◆ **YOUR INSTRUCTIONS**:
Reproduce, unchanged, the stretch of the listing below that opens with the line containing "surface in the photo above." and closes with the line containing "(1005, 404)", including both of those lines. Give nothing else.

◆ **RAW DATA**:
::::

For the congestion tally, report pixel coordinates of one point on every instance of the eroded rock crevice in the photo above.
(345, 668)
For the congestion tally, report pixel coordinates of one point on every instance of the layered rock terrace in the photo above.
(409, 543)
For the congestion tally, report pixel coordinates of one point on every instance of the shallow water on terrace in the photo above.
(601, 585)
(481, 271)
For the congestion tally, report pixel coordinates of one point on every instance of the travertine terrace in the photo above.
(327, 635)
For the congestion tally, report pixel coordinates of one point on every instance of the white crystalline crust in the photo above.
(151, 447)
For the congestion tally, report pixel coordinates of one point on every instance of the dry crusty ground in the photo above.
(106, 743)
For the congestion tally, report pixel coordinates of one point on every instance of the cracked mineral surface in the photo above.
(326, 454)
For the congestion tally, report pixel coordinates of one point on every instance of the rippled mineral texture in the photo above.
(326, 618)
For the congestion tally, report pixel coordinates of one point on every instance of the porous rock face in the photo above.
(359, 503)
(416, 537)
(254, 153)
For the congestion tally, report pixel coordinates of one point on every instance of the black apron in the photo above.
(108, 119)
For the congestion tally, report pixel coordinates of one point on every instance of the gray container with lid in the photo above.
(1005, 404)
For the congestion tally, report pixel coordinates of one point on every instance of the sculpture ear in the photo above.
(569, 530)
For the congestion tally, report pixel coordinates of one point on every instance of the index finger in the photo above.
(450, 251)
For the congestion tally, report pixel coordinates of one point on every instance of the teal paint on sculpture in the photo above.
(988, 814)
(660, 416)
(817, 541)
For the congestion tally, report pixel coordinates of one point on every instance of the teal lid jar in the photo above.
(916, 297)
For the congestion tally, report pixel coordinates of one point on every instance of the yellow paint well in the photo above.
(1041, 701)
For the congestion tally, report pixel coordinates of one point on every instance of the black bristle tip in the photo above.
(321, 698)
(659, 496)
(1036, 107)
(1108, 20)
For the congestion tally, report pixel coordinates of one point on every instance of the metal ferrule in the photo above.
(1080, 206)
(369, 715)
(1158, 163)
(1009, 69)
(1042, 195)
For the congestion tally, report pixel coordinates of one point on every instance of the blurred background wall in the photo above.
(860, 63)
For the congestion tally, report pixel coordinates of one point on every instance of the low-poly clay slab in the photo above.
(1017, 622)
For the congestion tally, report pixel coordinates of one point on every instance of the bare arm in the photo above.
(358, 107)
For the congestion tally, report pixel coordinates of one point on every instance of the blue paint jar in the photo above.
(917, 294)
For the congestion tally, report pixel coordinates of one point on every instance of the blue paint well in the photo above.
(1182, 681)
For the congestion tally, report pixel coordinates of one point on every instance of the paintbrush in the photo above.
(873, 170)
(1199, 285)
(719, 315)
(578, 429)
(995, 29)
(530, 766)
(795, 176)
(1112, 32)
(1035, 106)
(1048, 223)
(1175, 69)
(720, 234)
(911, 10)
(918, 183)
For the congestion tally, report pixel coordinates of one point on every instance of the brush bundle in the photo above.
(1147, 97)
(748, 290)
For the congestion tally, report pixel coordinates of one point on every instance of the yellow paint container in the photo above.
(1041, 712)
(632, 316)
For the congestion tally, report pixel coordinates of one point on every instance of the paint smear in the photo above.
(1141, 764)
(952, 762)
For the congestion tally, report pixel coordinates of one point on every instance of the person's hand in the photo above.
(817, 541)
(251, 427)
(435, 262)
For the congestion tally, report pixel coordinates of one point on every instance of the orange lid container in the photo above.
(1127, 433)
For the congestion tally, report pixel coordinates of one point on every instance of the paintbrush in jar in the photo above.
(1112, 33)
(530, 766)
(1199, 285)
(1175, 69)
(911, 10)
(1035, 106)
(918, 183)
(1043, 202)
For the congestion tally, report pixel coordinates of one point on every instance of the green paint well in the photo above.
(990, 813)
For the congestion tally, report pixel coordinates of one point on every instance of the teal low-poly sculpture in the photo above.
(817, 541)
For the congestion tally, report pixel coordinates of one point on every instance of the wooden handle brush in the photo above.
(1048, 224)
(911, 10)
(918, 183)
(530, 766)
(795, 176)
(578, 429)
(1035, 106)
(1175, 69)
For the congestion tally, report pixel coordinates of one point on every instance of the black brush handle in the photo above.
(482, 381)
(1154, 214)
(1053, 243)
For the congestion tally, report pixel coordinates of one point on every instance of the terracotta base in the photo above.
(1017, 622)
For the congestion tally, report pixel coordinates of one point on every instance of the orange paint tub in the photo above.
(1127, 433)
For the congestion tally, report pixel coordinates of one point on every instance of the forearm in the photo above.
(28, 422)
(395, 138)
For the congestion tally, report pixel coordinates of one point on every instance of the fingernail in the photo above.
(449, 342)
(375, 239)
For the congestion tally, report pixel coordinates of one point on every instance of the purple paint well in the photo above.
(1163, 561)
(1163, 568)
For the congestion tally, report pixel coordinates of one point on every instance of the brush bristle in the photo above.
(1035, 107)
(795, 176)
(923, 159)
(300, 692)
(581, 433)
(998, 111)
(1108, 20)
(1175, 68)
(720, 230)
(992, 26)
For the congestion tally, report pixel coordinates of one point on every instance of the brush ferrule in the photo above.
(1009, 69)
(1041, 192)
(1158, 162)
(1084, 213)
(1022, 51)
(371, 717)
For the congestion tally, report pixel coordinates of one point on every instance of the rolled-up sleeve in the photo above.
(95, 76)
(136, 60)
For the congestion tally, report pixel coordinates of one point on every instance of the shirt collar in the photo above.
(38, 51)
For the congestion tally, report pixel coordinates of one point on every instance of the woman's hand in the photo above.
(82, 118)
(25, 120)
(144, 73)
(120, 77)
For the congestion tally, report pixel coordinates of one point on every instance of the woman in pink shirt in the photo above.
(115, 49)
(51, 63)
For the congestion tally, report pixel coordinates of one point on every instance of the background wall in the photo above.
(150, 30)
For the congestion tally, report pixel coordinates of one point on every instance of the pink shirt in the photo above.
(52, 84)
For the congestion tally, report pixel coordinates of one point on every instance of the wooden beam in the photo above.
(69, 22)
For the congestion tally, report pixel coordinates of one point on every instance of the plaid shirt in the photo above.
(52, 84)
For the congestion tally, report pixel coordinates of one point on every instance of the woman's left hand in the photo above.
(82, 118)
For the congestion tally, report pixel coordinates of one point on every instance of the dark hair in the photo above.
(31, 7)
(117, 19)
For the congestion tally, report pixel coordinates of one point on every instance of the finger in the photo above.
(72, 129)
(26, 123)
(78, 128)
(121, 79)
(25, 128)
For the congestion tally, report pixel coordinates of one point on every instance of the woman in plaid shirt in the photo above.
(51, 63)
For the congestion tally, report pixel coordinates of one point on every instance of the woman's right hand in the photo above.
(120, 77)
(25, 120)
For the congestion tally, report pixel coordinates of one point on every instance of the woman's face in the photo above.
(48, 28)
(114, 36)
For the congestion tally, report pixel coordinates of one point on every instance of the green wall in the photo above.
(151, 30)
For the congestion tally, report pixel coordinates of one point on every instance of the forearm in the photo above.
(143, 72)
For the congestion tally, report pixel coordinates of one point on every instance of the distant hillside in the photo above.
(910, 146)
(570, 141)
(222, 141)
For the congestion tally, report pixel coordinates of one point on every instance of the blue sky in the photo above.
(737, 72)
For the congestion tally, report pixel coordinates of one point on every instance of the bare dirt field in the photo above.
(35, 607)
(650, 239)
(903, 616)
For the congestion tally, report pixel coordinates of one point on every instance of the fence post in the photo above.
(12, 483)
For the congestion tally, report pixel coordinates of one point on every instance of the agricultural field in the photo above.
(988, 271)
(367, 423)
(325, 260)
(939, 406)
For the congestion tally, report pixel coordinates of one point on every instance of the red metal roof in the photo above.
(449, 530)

::::

◆ **THE RESULT**:
For the congestion tally, report pixel coordinates of one point on every instance of the cracked mineral surface in the photo above.
(326, 454)
For the congestion tally, report pixel coordinates of one point on every instance of the rippled mineral texture in the photo above.
(326, 618)
For the congestion tally, report pixel coordinates of one point on every instance of the porous rock face in the photo above.
(359, 503)
(416, 537)
(254, 153)
For the congestion tally, report pixel coordinates of one point on every instance of the black apron in the photo above.
(108, 119)
For the congestion tally, report pixel coordinates of one point on every instance of the gray container with lid in the photo above.
(1005, 404)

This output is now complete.